◆ Task to complete
Reproduce each of the rows below word for word, leaving the pictures out.

◆ Entries shown
+ + + +

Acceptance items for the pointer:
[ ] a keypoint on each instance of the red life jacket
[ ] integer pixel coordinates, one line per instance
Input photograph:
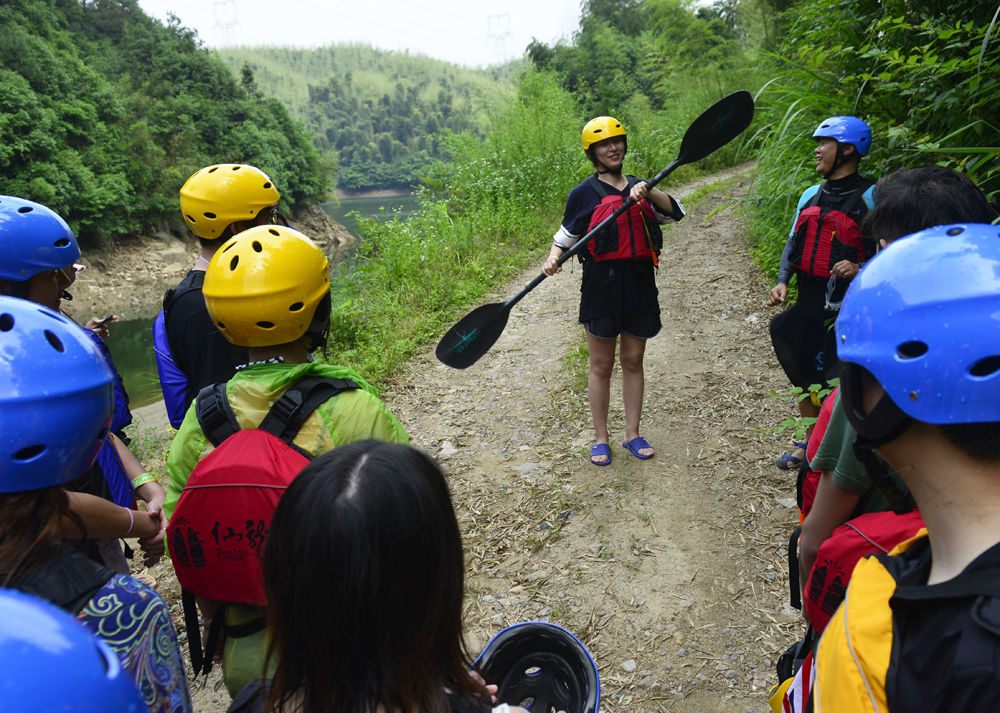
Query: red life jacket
(224, 513)
(629, 237)
(824, 236)
(864, 535)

+ + + +

◆ Answer to this exercise
Acceptance items for the pointer:
[ ] a keypoint on each instance of the red life jacket
[ ] integer pixel coordinates, one line per instance
Input photograph:
Query: red life jacket
(224, 513)
(629, 237)
(824, 236)
(864, 535)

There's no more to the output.